(Coordinate annotation records)
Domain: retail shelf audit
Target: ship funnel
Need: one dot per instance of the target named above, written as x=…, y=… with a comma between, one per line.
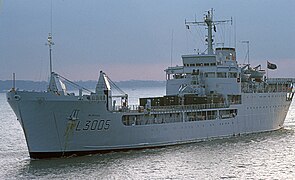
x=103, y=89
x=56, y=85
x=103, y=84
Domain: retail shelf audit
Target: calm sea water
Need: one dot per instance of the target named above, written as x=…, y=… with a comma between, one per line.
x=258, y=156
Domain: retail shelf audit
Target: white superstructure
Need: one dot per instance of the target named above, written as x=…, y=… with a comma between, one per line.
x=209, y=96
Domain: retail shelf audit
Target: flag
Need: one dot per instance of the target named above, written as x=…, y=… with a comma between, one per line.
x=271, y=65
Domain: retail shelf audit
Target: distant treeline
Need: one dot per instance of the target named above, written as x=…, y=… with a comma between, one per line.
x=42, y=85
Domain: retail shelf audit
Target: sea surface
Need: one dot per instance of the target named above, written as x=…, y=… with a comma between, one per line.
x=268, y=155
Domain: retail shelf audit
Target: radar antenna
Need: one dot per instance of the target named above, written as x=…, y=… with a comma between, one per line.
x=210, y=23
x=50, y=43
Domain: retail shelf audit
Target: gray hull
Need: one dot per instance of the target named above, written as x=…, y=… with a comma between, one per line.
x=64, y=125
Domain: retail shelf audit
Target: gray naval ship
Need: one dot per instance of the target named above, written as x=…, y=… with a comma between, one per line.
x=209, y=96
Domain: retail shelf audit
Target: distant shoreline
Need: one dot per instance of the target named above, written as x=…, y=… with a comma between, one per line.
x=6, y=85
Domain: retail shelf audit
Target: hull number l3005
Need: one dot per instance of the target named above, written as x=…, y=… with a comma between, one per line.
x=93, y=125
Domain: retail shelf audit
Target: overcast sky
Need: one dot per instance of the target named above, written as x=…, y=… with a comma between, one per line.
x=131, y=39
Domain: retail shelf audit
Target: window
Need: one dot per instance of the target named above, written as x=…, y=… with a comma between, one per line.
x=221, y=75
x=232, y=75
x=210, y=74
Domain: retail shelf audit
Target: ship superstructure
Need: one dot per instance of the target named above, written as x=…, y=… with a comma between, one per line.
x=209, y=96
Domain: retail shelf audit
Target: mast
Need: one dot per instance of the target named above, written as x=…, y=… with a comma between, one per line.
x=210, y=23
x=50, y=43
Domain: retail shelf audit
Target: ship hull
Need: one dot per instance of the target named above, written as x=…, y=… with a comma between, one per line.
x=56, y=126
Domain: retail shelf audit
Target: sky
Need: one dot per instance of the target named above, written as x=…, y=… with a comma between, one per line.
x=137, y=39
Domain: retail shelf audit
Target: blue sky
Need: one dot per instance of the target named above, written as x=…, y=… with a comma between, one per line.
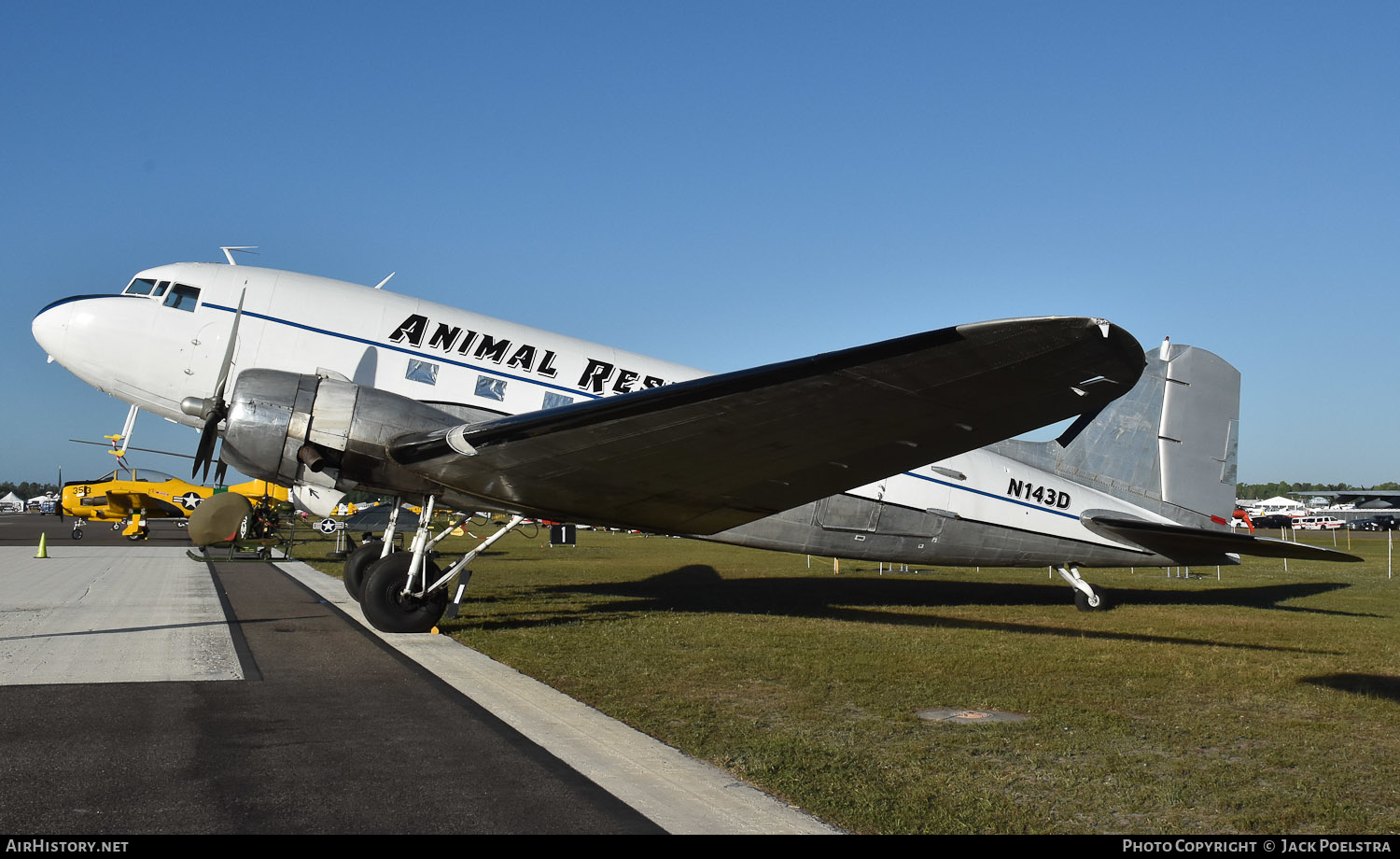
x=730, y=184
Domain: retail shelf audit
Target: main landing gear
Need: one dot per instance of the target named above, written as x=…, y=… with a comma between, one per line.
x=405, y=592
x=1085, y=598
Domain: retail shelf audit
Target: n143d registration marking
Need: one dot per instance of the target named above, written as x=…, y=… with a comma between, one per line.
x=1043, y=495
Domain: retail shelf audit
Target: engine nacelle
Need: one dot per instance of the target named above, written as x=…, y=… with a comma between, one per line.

---

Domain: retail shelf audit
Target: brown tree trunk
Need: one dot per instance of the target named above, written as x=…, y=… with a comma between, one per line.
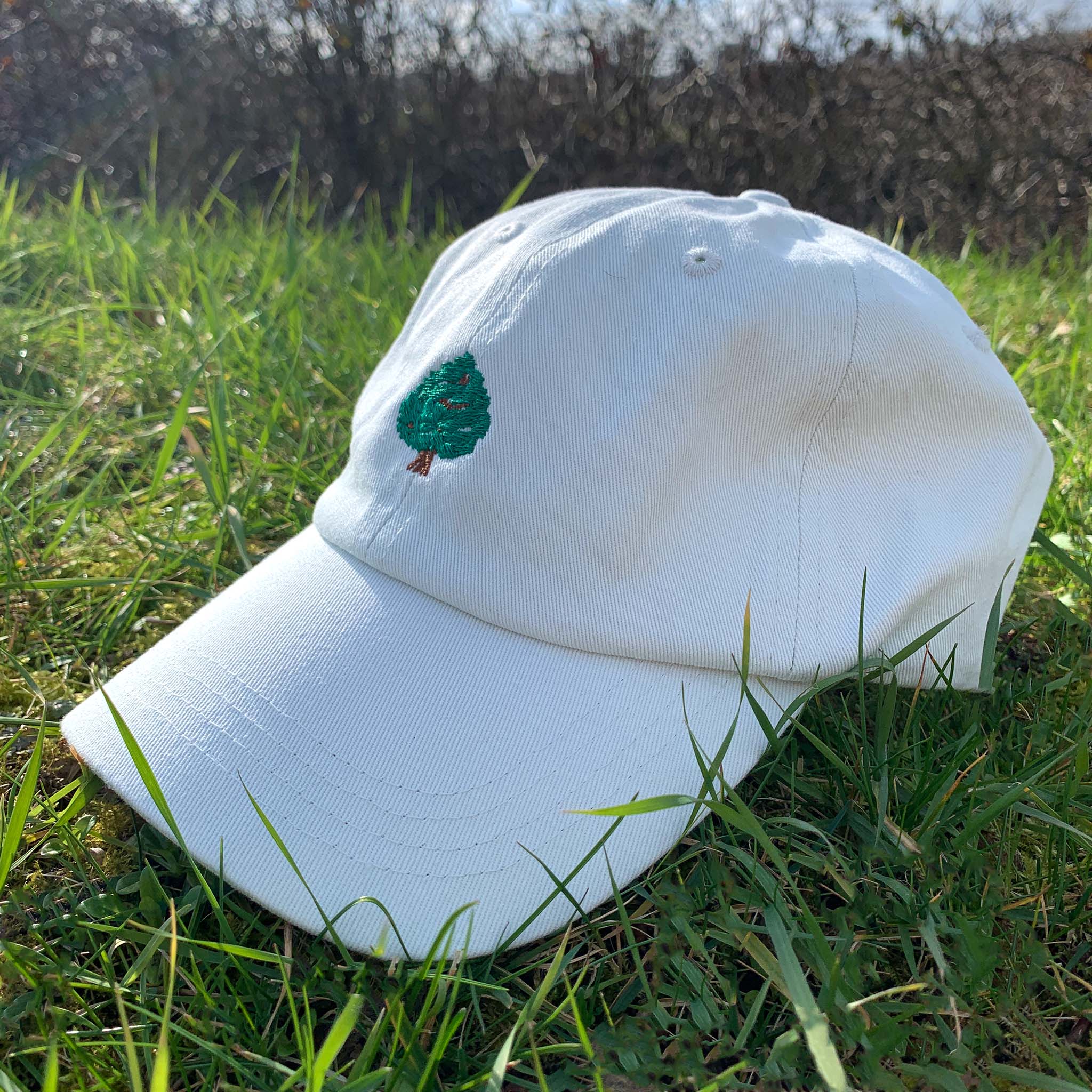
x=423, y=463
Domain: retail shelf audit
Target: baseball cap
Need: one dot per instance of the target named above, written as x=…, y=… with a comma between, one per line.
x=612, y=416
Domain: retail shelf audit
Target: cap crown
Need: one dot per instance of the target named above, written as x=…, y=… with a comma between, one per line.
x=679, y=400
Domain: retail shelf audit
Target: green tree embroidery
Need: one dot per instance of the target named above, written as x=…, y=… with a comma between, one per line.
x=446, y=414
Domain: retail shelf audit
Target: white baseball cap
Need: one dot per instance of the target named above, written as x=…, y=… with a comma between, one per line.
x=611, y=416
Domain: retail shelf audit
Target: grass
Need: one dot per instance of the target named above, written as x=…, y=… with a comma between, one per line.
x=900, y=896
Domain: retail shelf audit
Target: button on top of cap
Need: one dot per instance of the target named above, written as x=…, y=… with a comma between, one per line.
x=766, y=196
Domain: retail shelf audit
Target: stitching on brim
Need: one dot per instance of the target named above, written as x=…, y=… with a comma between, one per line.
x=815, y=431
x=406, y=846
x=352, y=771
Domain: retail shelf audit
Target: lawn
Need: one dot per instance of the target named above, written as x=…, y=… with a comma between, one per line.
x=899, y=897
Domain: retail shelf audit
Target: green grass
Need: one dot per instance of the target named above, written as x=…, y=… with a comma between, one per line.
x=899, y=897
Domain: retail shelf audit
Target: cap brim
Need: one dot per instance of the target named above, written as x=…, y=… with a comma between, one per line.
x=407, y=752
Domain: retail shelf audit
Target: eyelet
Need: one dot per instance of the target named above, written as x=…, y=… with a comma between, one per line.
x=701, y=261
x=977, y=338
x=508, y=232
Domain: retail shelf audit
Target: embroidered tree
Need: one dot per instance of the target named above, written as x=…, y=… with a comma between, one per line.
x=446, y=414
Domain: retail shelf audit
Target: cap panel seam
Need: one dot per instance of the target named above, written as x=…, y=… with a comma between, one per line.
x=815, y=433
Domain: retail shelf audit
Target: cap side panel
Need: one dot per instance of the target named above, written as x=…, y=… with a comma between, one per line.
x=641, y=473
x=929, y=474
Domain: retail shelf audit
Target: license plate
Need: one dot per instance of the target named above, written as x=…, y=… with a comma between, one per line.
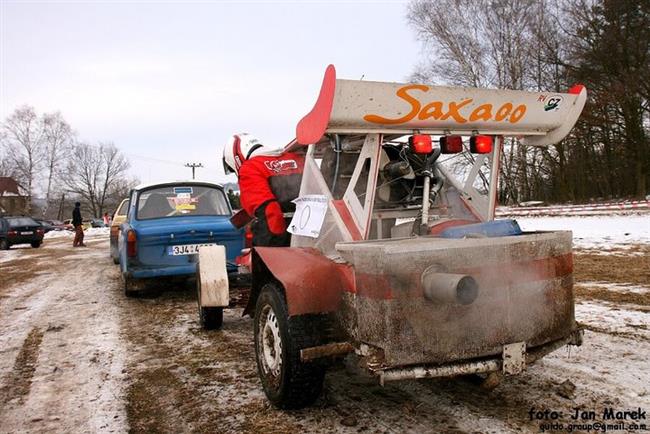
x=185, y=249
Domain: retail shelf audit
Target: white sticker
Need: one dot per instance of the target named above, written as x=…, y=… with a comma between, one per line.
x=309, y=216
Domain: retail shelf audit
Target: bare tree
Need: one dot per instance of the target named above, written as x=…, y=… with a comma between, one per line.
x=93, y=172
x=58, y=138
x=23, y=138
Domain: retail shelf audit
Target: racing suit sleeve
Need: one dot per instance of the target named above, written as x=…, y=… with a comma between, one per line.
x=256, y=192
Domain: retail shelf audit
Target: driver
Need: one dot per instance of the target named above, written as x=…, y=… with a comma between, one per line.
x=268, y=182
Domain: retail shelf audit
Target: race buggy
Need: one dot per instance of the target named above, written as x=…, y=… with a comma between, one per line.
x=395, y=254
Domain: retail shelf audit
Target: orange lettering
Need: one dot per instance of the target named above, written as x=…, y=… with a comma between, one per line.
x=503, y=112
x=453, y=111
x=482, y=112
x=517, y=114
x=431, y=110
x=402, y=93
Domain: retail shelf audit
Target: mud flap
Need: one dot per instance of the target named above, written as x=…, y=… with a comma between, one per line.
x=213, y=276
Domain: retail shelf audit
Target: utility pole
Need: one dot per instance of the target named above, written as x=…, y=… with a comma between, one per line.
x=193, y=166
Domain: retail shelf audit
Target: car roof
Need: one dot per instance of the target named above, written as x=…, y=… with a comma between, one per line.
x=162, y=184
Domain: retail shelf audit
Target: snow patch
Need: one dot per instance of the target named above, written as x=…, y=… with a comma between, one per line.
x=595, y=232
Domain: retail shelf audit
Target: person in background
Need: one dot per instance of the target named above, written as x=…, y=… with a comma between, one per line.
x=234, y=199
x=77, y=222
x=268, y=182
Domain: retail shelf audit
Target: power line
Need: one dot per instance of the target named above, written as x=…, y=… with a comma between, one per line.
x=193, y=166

* * *

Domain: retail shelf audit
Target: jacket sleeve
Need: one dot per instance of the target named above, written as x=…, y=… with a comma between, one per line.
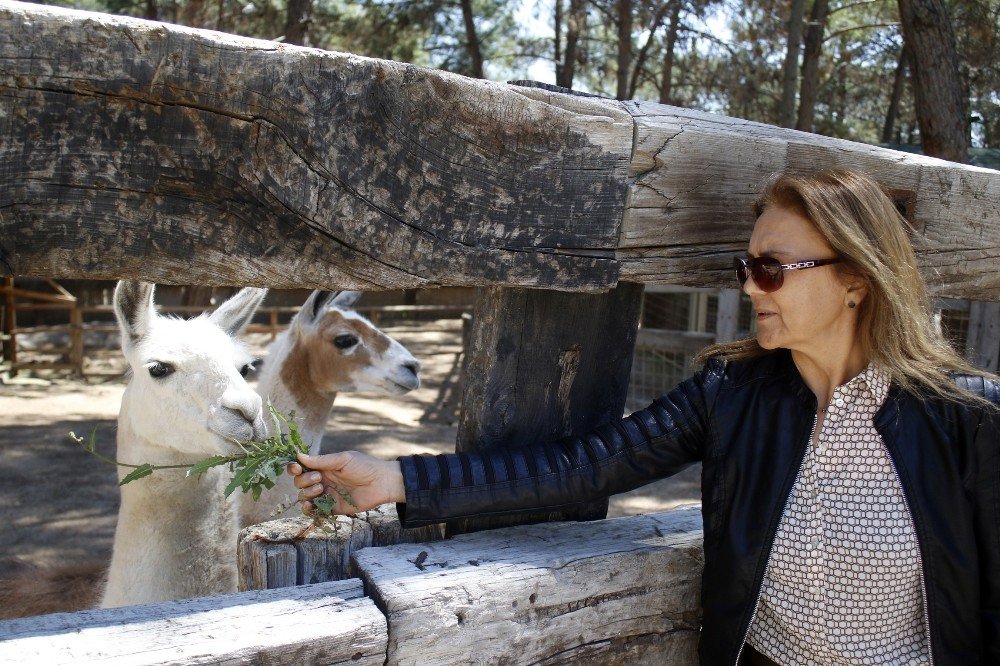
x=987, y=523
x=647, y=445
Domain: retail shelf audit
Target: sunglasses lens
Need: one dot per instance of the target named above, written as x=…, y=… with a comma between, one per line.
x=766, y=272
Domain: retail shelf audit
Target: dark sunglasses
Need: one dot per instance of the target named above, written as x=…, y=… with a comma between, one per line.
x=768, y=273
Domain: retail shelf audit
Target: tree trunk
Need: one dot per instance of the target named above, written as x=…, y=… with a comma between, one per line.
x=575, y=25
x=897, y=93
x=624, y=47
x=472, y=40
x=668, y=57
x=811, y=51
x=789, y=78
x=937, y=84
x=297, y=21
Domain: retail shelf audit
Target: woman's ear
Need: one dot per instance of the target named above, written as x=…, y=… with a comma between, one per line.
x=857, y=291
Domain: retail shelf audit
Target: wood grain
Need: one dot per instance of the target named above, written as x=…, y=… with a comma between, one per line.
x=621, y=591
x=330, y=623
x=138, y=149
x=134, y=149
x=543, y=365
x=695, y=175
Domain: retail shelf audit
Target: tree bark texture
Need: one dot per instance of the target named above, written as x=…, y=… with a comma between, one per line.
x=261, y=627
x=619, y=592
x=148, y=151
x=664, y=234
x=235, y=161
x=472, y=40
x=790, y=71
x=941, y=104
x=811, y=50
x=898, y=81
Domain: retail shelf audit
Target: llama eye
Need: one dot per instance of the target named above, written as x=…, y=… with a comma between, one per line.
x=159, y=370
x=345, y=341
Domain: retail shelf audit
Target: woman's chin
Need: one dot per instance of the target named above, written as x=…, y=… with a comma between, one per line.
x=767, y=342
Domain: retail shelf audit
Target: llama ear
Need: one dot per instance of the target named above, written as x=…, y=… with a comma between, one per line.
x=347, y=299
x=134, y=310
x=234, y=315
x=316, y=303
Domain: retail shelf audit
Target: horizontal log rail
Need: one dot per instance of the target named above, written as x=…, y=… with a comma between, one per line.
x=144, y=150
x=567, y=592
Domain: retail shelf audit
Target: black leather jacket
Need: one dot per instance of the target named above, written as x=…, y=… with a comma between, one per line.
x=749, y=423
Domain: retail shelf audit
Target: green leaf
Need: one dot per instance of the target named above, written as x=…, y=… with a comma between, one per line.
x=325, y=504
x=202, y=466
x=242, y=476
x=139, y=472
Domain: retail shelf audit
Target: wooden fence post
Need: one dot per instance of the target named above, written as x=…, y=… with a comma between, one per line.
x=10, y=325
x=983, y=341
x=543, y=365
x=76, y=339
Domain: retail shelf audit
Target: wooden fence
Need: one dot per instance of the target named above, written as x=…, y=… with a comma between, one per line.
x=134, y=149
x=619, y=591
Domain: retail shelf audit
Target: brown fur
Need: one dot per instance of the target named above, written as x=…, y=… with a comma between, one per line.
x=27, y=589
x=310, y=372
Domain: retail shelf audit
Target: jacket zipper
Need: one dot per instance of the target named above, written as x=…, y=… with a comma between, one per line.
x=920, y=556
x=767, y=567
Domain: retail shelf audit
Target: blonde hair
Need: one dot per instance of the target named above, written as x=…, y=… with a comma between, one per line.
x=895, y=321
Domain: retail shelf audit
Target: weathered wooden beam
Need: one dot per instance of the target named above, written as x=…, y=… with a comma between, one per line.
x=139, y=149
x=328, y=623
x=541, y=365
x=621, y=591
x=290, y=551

[WORK INSTRUCTIONS]:
Identify every line in the rows that contains the word "gray", and copy each of those lines.

[EXERCISE ANSWER]:
Target: gray hull
Target: gray naval ship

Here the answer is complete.